SOURCE PASSAGE
====

Dr. Joan Bushwell's Chimpanzee Refuge

Cryptography 101

This week’s NOVA Science NOW on PBS has an interesting piece on the Kryptos sculpture in front of CIA headquarters. The segment does a decent job of showing some of the basic techniques used such as substitution and transposition, in just a few minutes.

I am not a cryptographer but it is an area I have studied a little. It’s a great topic to introduce to my first and second year programming students. Some of them really perk up when we start talking about it. Invariably, someone will ask if I can show them how to “crack” protected software. I always tell them that, although I have the knowledge, it would not be ethical. Some of them give me strange looks at this point.

I usually introduce a basic substitution scheme first, pretty much what the NOVA piece explains. I tend to approach this from the ASCII code angle rather than from the idea of arbitrary abstract symbols in order to get into some code fairly quick. So, we’ll enter a string to be encoded and then add one to each character. Thus, an “a” turns into a “b”, a “b” turns into a “c” and so on. For example, suppose we start with the string “cat”. A simple +1 substitution would yield “dbu” (i.e., add one to the numeric value of each letter to get the replacement letter). We then move on to any arbitrary shift. This is all well and good but it is clearly limited. From here I like to introduce the concept of a look-up table to make arbitrary swaps instead of a simple offset. This also offers the opportunity to examine the efficiency of using a look-up table instead of the neophyte’s “very, very long set of if-else clauses”, both in terms of code size and execution speed. In the simple look-up table, to get the substitution for “c”, you’d go to the third item in the table because “c” is the third letter in your alphabet. That table entry could be any letter in your alphabet. The only thing to remember is that the mapping must be distinct one to one. That is, two different characters cannot map to the same encoded symbol because when you went to decode it, you wouldn’t know which of the two it came from. Thus, each source character will result in a single corresponding and distinct encoded character. The look-up table is the same size as the original alphabet, it’s just that its ordering is jumbled.

One of the weaknesses of a simple substitution is that it won’t hide symbol frequency; that is, the tendency of some symbols to be used more than others. Anyone who has ever played Scrabble knows that there’s a good reason why “j” and “q” have higher point values than “e” or “a”. I usually end the section showing how you can create a variable substitution to help hide this. For example, the position of the letter can be used as the index into a table of offsets. Note that the table doesn’t include the replacement symbols, just the numeric value used to compute the new symbol. This idea is a little more challenging. Using the “cat” example, to encode the “c”, we go to the third entry in our table. There, we do not find a replacement symbol, but rather, a number. We will use this number as an offset. So, if that number is 4, our “c” turns into “g” (four characters past “c”). Note that the table entries may be randomly placed; they do not have to follow some sort of pattern. When we decode, that “g” will be in the third position, so the table tells us the original offset was four. “g” minus four yields the original “c”. This technique helps to hide the symbol frequency problem because you no longer have a one to one correspondence between original and encoded symbols. Rather, the encoding is a function of both the original character and its position in the string.

====

TASK SET
• 1. From the cryptography passage, extract the span that begins at the words "Dr. Joan Bushwell's" and stops after "a few minutes.".
• 2. Summarize the cryptography passage in two sentences.
Work from the cryptography passage alone.

====

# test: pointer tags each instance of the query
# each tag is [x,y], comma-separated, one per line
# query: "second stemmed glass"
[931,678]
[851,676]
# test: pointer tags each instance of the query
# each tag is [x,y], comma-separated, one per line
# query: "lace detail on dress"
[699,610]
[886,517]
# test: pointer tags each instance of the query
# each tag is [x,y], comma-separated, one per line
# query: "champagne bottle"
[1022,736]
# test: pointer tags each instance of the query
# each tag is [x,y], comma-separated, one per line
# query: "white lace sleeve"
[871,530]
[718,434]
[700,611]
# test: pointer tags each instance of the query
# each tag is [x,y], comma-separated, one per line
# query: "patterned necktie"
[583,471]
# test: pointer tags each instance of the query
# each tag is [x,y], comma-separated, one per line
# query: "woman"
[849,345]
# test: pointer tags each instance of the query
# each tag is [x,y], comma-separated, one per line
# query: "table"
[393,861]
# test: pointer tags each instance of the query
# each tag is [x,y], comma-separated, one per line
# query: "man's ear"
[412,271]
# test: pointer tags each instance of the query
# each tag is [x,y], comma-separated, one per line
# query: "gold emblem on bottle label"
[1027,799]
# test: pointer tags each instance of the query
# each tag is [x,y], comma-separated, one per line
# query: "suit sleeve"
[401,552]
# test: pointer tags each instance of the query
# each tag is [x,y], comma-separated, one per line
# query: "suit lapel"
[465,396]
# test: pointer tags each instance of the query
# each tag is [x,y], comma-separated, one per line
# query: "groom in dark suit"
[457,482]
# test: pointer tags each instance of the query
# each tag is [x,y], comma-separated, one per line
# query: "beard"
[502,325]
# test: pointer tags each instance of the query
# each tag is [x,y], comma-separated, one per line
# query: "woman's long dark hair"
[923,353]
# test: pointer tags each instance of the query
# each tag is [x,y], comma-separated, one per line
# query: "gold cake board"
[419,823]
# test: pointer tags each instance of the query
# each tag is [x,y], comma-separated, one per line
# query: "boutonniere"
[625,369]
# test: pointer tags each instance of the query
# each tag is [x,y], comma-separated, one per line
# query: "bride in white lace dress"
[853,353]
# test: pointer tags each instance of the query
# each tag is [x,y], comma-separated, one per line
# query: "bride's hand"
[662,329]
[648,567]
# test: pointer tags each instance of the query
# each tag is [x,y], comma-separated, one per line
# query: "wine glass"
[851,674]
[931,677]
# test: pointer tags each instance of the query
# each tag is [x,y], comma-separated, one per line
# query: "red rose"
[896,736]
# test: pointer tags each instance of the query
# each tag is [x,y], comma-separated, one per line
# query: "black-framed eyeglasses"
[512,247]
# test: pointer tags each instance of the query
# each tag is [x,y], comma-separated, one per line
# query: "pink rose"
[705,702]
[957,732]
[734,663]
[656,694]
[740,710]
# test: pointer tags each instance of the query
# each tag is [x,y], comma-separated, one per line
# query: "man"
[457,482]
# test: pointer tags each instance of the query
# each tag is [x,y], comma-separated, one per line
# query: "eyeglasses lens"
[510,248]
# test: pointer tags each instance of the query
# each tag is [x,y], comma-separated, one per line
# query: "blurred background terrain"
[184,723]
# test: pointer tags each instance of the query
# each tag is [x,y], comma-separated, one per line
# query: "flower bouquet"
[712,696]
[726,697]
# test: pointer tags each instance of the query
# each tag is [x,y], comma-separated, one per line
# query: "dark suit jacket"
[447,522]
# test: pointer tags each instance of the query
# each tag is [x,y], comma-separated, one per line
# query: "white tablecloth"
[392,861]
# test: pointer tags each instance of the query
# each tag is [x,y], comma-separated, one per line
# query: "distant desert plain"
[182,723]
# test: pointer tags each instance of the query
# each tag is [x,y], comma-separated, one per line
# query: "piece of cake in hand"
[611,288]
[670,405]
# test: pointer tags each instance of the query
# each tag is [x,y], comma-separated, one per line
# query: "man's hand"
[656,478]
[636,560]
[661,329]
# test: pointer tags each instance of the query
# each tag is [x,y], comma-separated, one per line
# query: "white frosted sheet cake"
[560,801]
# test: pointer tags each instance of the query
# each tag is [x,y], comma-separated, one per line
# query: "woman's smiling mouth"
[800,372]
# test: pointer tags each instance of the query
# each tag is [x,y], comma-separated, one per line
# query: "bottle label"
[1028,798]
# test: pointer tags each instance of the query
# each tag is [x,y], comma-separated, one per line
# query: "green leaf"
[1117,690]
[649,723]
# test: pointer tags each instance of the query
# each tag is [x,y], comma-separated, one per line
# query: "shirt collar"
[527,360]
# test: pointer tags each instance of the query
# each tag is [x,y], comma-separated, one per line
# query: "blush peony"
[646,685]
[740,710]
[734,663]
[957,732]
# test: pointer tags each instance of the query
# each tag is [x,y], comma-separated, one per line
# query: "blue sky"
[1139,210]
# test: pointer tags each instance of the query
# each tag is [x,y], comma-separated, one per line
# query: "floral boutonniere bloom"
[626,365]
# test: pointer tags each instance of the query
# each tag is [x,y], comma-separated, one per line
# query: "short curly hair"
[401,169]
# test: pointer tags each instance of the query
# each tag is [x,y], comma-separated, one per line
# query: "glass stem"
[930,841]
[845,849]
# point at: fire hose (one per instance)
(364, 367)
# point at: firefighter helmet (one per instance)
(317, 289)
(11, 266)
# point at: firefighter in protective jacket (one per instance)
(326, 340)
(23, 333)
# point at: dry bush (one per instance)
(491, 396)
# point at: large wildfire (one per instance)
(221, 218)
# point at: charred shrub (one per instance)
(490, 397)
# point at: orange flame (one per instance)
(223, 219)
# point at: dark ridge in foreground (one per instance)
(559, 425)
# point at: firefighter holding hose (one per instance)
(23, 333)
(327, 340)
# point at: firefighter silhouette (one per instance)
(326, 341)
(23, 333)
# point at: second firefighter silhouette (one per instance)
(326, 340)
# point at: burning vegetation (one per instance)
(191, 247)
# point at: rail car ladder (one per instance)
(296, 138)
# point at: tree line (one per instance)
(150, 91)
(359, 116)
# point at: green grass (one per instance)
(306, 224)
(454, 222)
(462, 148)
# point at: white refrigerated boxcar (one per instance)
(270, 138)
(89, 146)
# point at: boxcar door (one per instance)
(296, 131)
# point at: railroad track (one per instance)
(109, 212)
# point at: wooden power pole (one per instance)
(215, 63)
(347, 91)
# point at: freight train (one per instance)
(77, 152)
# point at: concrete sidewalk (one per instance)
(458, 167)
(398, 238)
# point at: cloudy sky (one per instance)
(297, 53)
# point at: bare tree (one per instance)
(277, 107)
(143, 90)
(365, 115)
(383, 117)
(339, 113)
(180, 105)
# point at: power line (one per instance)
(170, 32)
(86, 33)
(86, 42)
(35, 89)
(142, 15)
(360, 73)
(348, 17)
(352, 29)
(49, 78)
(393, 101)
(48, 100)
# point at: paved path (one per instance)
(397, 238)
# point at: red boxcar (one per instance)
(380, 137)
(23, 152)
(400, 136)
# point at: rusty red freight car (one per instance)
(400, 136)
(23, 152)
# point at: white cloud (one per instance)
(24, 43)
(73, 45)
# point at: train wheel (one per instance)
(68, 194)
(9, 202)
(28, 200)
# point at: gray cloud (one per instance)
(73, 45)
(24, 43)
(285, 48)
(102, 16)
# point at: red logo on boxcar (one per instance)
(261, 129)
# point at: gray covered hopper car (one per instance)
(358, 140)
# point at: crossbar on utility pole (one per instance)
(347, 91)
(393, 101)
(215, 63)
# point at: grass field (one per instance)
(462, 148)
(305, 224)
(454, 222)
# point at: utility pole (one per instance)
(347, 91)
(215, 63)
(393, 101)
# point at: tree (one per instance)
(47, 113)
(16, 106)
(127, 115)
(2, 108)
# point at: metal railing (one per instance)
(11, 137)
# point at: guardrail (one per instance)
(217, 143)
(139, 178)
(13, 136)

====

ANSWERS TO THIS EXERCISE
• 1.
Dr. Joan Bushwell's Chimpanzee Refuge

Cryptography 101

This week’s NOVA Science NOW on PBS has an interesting piece on the Kryptos sculpture in front of CIA headquarters. The segment does a decent job of showing some of the basic techniques used such as substitution and transposition, in just a few minutes.

• 2. The author teaches programming students substitution first by shifting each character's ASCII value by a fixed amount, then with a look-up table that maps each letter to a distinct encoded letter. Because simple substitution does not hide symbol frequency, the author ends with a variable substitution in which a letter's position indexes a table of offsets, so the encoding depends on both the character and its position.